## Material shown
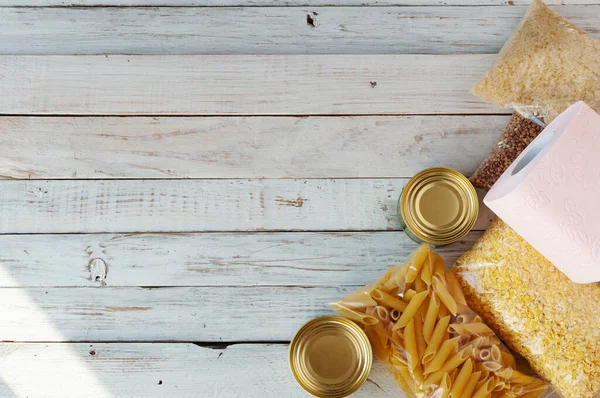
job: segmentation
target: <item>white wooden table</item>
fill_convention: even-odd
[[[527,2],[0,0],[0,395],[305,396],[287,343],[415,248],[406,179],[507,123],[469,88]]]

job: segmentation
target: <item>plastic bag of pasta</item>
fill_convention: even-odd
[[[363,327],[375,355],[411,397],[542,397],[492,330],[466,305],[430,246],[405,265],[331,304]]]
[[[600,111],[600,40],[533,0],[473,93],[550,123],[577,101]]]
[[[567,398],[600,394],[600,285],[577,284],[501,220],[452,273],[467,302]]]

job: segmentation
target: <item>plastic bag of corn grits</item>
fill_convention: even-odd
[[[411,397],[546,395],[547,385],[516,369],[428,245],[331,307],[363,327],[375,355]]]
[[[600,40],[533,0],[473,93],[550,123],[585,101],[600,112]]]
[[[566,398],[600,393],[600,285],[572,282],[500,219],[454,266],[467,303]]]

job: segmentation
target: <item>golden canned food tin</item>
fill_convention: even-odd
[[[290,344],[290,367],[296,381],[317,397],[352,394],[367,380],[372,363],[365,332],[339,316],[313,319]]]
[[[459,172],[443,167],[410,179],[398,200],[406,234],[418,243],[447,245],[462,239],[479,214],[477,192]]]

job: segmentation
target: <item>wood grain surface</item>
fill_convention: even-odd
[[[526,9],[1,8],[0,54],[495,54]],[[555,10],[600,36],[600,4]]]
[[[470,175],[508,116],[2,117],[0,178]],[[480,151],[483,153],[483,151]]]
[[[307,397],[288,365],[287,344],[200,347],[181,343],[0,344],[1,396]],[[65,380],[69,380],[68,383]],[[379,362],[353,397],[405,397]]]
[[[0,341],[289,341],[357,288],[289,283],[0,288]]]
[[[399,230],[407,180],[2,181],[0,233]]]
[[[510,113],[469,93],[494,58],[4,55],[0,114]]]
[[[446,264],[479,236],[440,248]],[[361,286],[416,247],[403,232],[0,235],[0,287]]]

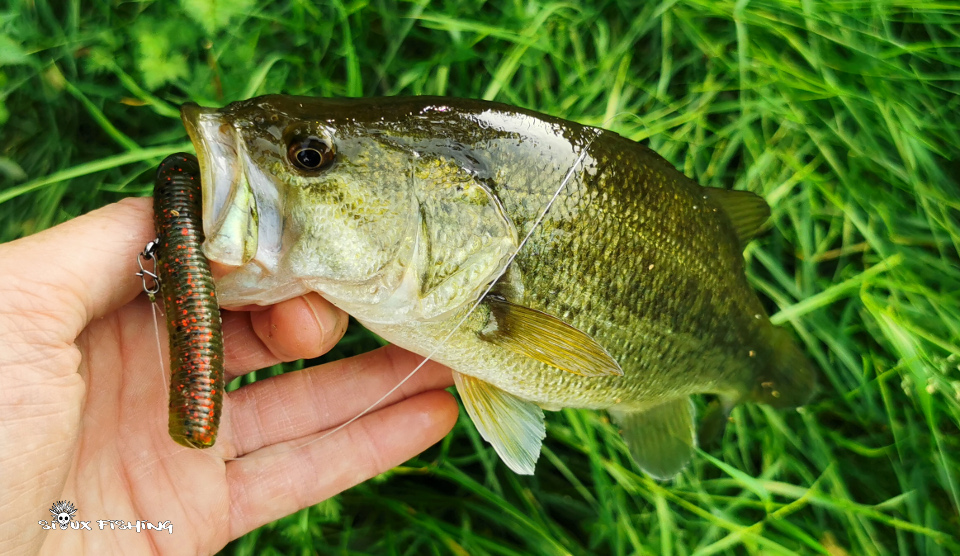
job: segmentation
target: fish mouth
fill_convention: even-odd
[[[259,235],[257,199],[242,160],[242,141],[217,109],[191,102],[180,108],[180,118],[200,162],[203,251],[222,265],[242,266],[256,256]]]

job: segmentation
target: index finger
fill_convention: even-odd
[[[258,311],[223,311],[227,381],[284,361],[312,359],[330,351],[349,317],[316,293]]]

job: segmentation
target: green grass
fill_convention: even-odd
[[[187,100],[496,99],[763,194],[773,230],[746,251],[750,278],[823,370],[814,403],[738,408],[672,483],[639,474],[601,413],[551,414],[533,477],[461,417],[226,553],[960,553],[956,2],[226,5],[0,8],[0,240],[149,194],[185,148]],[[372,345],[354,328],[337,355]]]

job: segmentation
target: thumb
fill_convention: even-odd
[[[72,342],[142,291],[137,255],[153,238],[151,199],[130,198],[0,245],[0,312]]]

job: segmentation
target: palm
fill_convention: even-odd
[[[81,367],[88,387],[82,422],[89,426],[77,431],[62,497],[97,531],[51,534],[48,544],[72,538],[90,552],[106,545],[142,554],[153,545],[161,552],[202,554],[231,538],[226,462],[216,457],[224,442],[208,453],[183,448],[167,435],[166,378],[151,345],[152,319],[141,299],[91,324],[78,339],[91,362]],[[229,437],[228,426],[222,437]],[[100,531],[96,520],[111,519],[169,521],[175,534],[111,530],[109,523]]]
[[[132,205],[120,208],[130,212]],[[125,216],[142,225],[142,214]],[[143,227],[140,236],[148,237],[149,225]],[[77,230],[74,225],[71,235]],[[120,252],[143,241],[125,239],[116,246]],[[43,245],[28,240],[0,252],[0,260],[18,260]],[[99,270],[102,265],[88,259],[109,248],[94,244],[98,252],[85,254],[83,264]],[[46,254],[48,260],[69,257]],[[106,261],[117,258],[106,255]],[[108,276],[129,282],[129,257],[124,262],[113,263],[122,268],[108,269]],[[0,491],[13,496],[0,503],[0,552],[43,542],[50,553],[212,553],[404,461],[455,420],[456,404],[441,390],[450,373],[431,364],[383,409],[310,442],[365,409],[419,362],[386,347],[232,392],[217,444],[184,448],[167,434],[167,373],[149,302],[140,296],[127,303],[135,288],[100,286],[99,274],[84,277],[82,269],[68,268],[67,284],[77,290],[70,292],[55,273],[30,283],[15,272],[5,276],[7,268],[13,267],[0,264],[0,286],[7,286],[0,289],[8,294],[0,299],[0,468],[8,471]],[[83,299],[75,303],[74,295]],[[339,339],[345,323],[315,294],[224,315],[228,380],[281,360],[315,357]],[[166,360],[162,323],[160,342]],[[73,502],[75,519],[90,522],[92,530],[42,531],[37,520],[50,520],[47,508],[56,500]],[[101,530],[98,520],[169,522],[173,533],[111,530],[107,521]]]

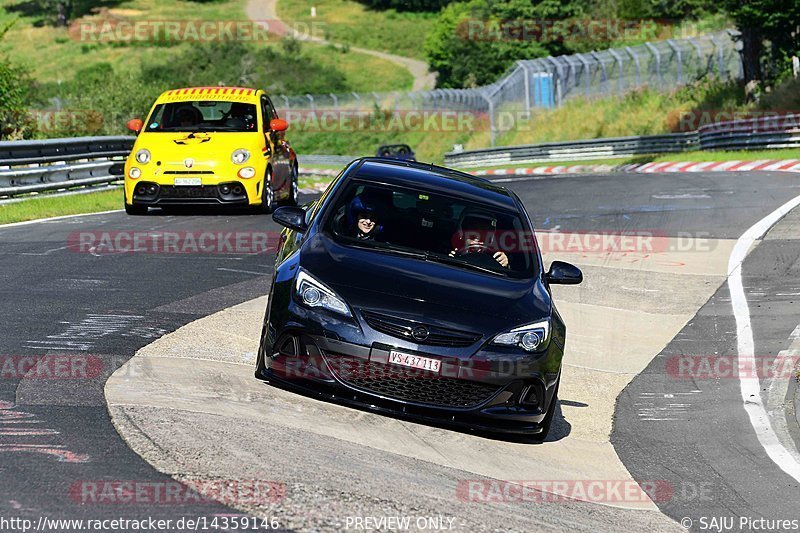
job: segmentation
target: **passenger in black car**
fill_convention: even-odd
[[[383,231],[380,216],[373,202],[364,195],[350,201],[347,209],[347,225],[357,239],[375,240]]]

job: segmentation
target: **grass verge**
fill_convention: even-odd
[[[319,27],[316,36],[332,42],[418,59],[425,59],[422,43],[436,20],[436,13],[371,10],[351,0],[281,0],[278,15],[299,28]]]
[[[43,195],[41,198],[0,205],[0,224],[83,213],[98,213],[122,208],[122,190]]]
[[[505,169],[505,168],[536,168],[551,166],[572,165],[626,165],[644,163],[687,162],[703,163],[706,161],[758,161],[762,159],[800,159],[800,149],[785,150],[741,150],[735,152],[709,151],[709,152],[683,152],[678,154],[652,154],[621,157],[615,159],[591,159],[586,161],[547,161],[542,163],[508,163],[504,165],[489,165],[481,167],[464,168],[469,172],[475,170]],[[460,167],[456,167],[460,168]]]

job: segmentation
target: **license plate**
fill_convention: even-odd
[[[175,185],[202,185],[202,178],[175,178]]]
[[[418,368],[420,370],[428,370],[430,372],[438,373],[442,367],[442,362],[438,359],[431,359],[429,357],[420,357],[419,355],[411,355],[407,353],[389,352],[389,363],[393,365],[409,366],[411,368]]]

## Task directions
With images omitted, retype the data word for word.

## Solution for this problem
job: segmentation
target: <item>white wooden table</item>
fill_convention: even-odd
[[[527,2],[0,0],[0,395],[305,396],[287,343],[415,248],[406,179],[507,123],[469,88]]]

job: segmentation
target: <item>plastic bag of pasta</item>
fill_convention: even-odd
[[[363,327],[375,355],[411,397],[542,397],[492,330],[466,305],[430,246],[405,265],[331,304]]]
[[[600,111],[600,40],[533,0],[473,93],[550,123],[577,101]]]
[[[567,398],[600,394],[600,285],[577,284],[501,220],[452,273],[467,302]]]

job: segmentation
target: <item>plastic bag of corn grits</item>
fill_convention: even-odd
[[[411,397],[546,395],[547,385],[516,369],[428,245],[331,307],[363,327],[375,355]]]
[[[600,40],[533,0],[473,93],[550,123],[585,101],[600,112]]]
[[[566,398],[600,393],[600,285],[572,282],[500,219],[454,266],[467,303]]]

job: segmentation
target: <item>golden canned food tin</item>
fill_convention: even-odd
[[[290,344],[290,367],[296,381],[317,397],[352,394],[367,380],[372,363],[365,332],[339,316],[313,319]]]
[[[459,172],[443,167],[410,179],[398,200],[406,234],[418,243],[447,245],[462,239],[479,214],[477,192]]]

job: segmentation
target: <item>wood grain surface</item>
fill_convention: even-odd
[[[526,9],[1,8],[0,54],[495,54]],[[555,10],[600,36],[600,4]]]
[[[470,175],[508,116],[2,117],[0,178]],[[480,151],[483,153],[483,151]]]
[[[307,397],[288,365],[287,344],[200,347],[181,343],[0,344],[1,396]],[[65,380],[69,380],[68,383]],[[379,362],[353,397],[405,397]]]
[[[0,341],[289,341],[357,288],[289,283],[0,288]]]
[[[399,230],[407,180],[2,181],[0,233]]]
[[[510,113],[469,93],[494,58],[4,55],[0,114]]]
[[[446,264],[479,236],[440,248]],[[361,286],[416,247],[403,232],[0,235],[0,287]]]

job: segmentation
target: fish mouth
fill_convention: even-odd
[[[259,235],[257,199],[242,160],[242,141],[217,109],[191,102],[180,108],[180,118],[200,162],[203,251],[222,265],[242,266],[256,256]]]

job: segmentation
target: index finger
fill_convention: even-odd
[[[258,311],[223,311],[227,381],[284,361],[312,359],[330,351],[349,317],[316,293]]]

job: segmentation
target: green grass
fill_convention: even-odd
[[[187,100],[496,99],[763,194],[773,230],[746,251],[750,278],[823,370],[814,403],[738,408],[672,483],[639,474],[601,413],[551,414],[533,477],[461,417],[226,553],[960,553],[956,2],[226,5],[0,8],[0,240],[149,194],[185,148]],[[372,345],[354,328],[337,355]]]

job: segmentation
target: thumb
fill_convention: even-odd
[[[72,342],[142,291],[137,255],[153,238],[151,199],[130,198],[0,245],[0,312]]]

job: segmentation
target: palm
fill_convention: even-odd
[[[81,367],[88,387],[82,422],[89,426],[77,431],[62,497],[97,531],[51,534],[48,544],[72,538],[90,552],[106,545],[142,554],[153,545],[161,552],[202,554],[231,538],[226,462],[216,457],[224,442],[208,453],[183,448],[167,435],[166,378],[151,345],[152,319],[141,299],[91,324],[78,339],[91,362]],[[229,437],[228,426],[222,437]],[[100,531],[96,520],[111,519],[169,521],[175,534],[111,530],[109,523]]]
[[[132,205],[120,208],[130,212]],[[125,216],[142,225],[142,214]],[[143,227],[140,236],[148,237],[149,225]],[[77,230],[74,225],[71,235]],[[120,252],[143,241],[125,239],[116,246]],[[43,245],[28,240],[0,252],[0,260],[18,260]],[[99,270],[102,265],[88,259],[109,248],[94,244],[98,252],[85,254],[83,264]],[[46,254],[48,260],[69,257]],[[106,261],[117,258],[106,255]],[[108,276],[129,282],[129,257],[124,262],[113,263],[122,268],[108,269]],[[0,491],[13,496],[0,503],[0,552],[43,542],[50,553],[212,553],[404,461],[455,420],[456,404],[441,390],[450,373],[431,364],[383,409],[310,442],[365,409],[419,362],[386,347],[232,392],[217,444],[184,448],[167,434],[167,373],[149,302],[140,296],[127,303],[135,288],[100,286],[99,274],[84,277],[82,269],[68,268],[67,284],[77,290],[70,292],[55,273],[30,283],[15,272],[5,276],[7,268],[13,267],[0,264],[0,286],[7,286],[0,289],[8,294],[0,299],[0,468],[8,471]],[[83,299],[75,303],[74,295]],[[339,339],[345,323],[315,294],[224,315],[228,380],[281,360],[315,357]],[[166,360],[162,323],[160,342]],[[73,502],[75,519],[90,522],[92,530],[42,531],[37,520],[50,520],[47,508],[56,500]],[[101,530],[98,520],[169,522],[173,533],[111,530],[107,521]]]

job: segmentation
target: **passenger in black car**
fill_convention: even-odd
[[[383,231],[380,216],[373,202],[364,195],[350,201],[347,209],[347,225],[357,239],[375,240]]]

job: segmentation
target: **grass verge**
fill_convention: even-odd
[[[319,27],[316,36],[332,42],[418,59],[425,59],[422,43],[436,20],[436,13],[371,10],[351,0],[281,0],[278,15],[299,28]]]
[[[43,195],[41,198],[0,205],[0,224],[83,213],[98,213],[122,208],[122,190]]]
[[[505,169],[505,168],[536,168],[551,166],[572,165],[626,165],[644,163],[687,162],[703,163],[706,161],[758,161],[762,159],[800,159],[800,149],[785,150],[741,150],[735,152],[709,151],[709,152],[683,152],[678,154],[652,154],[621,157],[615,159],[591,159],[586,161],[547,161],[542,163],[508,163],[504,165],[489,165],[481,167],[464,168],[469,172],[475,170]],[[460,167],[456,167],[460,168]]]

job: segmentation
target: **license plate**
fill_convention: even-odd
[[[175,185],[202,185],[202,178],[175,178]]]
[[[418,368],[420,370],[428,370],[430,372],[438,373],[442,367],[442,362],[438,359],[431,359],[429,357],[420,357],[419,355],[411,355],[407,353],[389,352],[389,363],[393,365],[409,366],[411,368]]]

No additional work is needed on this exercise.